(Excerpts of pointing data)
____________
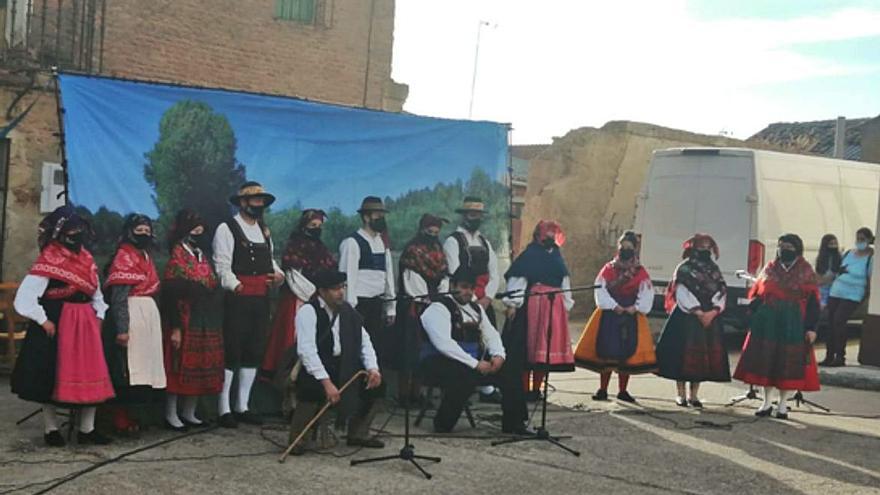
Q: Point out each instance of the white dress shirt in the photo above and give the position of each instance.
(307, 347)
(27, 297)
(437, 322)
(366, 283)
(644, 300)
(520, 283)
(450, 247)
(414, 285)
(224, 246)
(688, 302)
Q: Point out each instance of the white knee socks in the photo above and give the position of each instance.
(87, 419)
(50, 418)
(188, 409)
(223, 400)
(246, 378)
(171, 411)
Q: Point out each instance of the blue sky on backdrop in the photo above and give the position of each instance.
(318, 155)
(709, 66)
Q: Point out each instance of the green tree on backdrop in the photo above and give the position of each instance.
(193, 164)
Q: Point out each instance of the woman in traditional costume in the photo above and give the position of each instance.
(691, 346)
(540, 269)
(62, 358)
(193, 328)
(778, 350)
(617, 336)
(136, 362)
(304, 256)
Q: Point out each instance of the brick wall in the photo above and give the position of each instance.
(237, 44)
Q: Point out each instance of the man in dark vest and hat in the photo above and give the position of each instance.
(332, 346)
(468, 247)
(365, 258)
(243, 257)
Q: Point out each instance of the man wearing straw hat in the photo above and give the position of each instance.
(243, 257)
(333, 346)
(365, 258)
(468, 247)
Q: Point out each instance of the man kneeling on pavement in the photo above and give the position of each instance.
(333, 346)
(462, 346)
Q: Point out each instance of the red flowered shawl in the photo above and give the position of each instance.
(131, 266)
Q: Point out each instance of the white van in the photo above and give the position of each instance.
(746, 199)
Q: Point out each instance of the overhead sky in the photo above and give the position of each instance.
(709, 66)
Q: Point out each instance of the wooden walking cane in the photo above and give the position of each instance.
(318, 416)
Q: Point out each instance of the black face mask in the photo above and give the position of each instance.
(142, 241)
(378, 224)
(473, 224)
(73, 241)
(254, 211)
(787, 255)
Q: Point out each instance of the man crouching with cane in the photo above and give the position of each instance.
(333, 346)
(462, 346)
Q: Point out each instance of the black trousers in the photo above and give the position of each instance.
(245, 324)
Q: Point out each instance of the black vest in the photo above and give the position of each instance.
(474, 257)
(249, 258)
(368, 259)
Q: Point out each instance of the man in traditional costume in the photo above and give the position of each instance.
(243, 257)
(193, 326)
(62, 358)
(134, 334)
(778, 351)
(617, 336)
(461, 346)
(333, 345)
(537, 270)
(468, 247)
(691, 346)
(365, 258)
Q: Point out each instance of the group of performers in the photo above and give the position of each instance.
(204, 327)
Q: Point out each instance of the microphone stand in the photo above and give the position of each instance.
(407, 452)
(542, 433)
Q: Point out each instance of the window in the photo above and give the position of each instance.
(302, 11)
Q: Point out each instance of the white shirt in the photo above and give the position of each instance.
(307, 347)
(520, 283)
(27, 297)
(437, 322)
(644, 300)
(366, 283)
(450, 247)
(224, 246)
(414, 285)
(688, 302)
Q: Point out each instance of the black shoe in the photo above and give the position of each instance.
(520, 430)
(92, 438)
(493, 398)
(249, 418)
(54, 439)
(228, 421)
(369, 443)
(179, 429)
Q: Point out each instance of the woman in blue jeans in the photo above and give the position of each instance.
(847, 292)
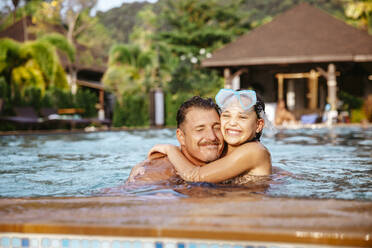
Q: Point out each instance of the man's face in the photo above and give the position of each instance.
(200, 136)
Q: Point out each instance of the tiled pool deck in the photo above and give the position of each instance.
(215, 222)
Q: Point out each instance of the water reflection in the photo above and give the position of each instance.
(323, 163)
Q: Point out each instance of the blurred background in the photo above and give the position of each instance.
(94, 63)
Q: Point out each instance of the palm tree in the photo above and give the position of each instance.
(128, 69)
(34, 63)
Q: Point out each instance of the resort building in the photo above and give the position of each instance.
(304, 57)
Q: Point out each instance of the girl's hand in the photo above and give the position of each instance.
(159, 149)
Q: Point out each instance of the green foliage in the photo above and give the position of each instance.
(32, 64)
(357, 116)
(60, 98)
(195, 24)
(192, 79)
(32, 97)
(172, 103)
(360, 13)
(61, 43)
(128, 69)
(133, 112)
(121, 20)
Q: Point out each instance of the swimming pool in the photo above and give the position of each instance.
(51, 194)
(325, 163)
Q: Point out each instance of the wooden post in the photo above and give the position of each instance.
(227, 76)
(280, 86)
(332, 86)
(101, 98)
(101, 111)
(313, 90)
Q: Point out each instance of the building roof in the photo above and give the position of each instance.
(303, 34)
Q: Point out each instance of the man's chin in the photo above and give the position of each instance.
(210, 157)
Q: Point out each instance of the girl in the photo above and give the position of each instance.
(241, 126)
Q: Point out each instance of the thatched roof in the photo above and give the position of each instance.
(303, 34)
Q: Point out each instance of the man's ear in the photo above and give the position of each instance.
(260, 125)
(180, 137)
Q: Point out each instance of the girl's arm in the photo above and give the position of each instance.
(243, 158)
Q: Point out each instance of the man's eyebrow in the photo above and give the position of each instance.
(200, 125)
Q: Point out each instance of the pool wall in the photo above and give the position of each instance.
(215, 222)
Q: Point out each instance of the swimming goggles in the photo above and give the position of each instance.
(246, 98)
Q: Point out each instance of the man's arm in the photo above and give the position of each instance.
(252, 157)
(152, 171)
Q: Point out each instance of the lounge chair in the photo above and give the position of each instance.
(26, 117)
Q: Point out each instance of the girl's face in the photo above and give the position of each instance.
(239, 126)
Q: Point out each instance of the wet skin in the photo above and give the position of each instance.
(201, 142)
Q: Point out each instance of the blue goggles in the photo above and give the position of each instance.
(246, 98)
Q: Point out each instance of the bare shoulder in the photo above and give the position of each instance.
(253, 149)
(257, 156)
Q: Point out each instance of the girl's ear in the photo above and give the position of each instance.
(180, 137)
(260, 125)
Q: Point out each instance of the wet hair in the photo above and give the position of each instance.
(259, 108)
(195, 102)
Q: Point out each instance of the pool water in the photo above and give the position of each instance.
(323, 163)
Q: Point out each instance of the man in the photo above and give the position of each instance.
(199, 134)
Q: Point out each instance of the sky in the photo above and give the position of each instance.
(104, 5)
____________
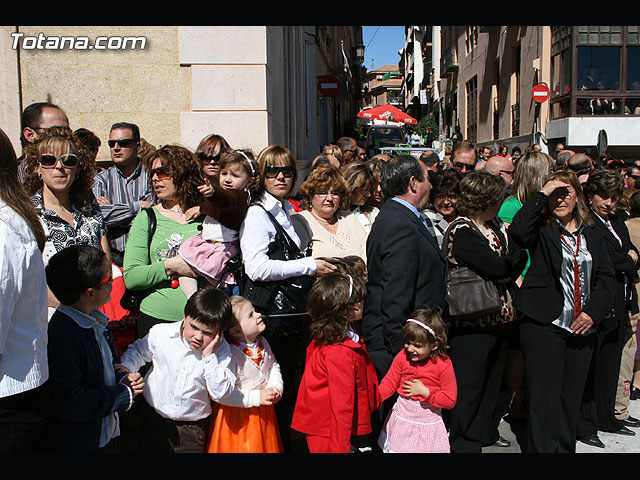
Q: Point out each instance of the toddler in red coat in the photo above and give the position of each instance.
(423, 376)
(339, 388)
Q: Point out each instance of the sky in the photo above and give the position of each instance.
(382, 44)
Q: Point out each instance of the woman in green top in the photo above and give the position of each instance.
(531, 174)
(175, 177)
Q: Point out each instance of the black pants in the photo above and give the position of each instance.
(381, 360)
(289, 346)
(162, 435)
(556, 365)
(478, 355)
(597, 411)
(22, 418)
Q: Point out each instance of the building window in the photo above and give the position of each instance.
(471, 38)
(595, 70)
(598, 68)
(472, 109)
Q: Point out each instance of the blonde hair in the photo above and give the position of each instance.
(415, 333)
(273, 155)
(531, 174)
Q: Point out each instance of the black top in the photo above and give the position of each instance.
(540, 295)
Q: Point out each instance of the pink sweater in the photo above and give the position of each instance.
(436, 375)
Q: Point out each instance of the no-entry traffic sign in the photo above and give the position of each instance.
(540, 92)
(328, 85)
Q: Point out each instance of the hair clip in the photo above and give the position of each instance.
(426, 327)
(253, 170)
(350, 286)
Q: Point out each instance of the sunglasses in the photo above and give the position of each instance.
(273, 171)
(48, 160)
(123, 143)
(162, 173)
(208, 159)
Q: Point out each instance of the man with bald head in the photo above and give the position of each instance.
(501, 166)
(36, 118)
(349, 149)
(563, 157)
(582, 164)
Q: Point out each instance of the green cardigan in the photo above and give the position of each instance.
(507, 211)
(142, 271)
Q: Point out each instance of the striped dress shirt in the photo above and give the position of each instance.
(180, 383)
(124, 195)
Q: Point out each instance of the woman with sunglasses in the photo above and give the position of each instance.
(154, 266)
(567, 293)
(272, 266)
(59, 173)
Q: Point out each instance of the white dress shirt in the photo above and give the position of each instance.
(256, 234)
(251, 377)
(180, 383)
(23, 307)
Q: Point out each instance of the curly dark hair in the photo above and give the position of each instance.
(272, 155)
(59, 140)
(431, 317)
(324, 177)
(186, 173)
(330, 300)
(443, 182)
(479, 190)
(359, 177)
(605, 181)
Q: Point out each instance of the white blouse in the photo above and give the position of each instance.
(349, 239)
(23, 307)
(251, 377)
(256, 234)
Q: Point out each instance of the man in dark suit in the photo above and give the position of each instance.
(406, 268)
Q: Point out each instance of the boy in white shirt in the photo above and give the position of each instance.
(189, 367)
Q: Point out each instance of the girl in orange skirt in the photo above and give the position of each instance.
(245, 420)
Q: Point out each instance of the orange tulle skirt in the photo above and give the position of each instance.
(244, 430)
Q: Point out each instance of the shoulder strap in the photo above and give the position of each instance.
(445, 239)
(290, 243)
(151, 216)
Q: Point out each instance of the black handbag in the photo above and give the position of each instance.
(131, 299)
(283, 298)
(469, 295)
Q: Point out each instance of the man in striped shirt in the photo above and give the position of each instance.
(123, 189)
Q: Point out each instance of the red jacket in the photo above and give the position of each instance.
____________
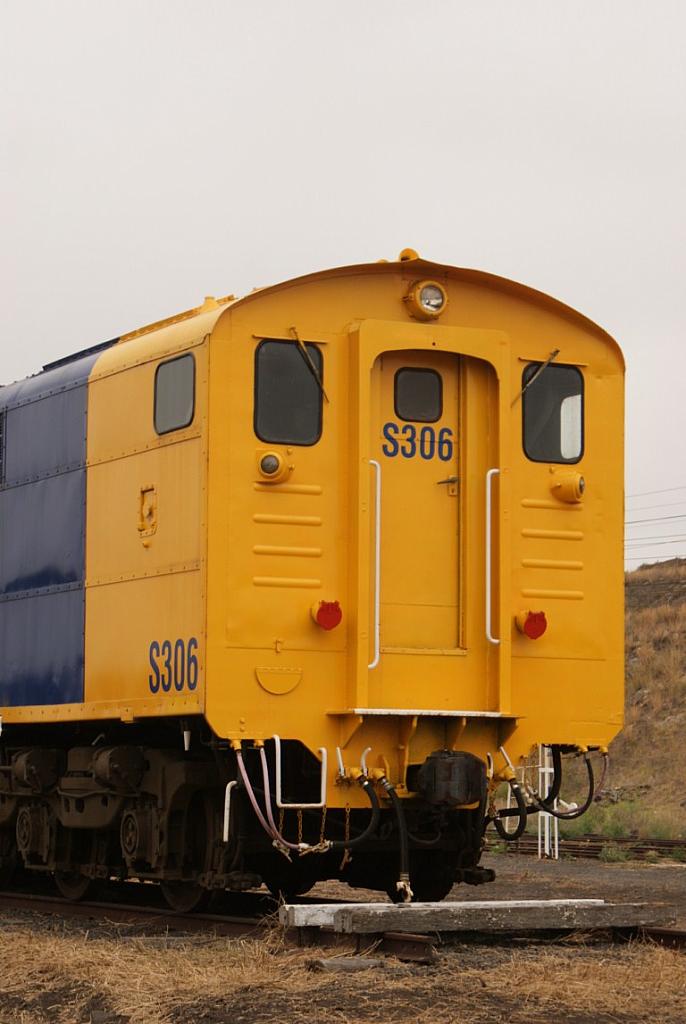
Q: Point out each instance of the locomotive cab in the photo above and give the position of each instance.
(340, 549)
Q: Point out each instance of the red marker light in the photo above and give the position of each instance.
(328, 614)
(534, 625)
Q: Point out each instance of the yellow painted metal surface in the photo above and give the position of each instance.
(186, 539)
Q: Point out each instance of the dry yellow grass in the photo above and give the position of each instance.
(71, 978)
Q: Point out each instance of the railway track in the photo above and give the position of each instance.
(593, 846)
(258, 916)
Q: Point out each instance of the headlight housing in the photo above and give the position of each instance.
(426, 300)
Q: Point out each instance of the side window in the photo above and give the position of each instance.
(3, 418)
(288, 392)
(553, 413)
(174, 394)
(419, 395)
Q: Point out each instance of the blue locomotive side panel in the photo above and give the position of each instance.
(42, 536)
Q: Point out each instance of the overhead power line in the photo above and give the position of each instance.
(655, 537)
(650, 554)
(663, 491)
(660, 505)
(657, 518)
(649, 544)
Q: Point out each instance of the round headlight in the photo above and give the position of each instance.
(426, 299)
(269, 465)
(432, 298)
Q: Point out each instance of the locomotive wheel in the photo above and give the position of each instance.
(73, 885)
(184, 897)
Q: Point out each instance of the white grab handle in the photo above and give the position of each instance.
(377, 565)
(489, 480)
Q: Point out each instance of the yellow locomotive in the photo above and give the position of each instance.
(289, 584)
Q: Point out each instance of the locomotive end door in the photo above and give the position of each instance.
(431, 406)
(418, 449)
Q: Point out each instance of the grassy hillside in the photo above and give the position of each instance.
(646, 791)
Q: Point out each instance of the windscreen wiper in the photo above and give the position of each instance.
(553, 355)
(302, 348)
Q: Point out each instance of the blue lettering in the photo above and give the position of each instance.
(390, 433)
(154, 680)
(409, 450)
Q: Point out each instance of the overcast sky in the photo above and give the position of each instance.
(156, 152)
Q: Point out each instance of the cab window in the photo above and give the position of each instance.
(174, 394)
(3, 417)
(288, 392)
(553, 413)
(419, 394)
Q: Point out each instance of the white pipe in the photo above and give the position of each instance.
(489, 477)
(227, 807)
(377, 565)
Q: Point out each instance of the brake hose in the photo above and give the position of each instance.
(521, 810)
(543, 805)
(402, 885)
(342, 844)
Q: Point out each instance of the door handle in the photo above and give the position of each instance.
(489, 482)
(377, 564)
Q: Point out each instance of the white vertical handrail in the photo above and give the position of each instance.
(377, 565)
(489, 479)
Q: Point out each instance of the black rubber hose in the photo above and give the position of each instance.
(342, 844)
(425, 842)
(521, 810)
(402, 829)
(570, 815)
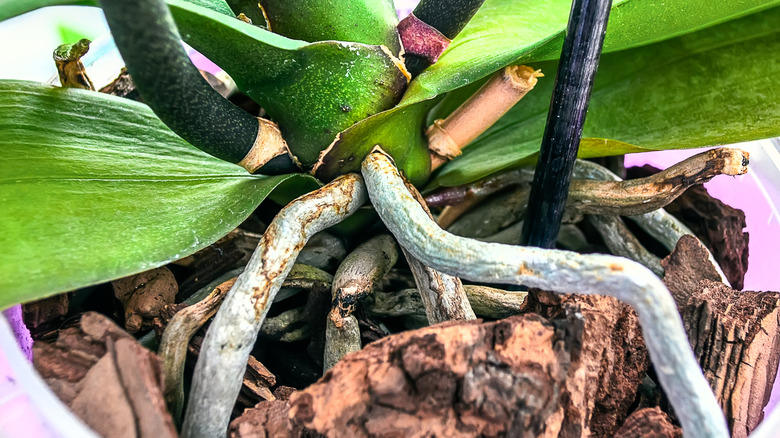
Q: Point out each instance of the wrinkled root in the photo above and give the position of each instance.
____________
# Aim of the task:
Arrange the lines from the one containing "Q: Point out each instance of the white vertical" through the one containing "Q: Point out each instance of the wrinkled", both included, as a Markdown table with the columns "Row" and "Line", leaving out blank lines. Leave the pictures out of the table.

# Response to the task:
| Row | Line |
|---|---|
| 1 | Q: Point out each instance of the white vertical handrail in the photo above and give the position of each instance. |
| 2 | (377, 565) |
| 3 | (489, 479) |
| 4 | Q: Point out each instance of the black rubber hose in the photo above and give the position of each instance. |
| 5 | (342, 844) |
| 6 | (425, 842) |
| 7 | (521, 810) |
| 8 | (402, 829) |
| 9 | (570, 815) |
| 10 | Q: Point out each instance of the wrinkled root in the photo above and give the position of each instance. |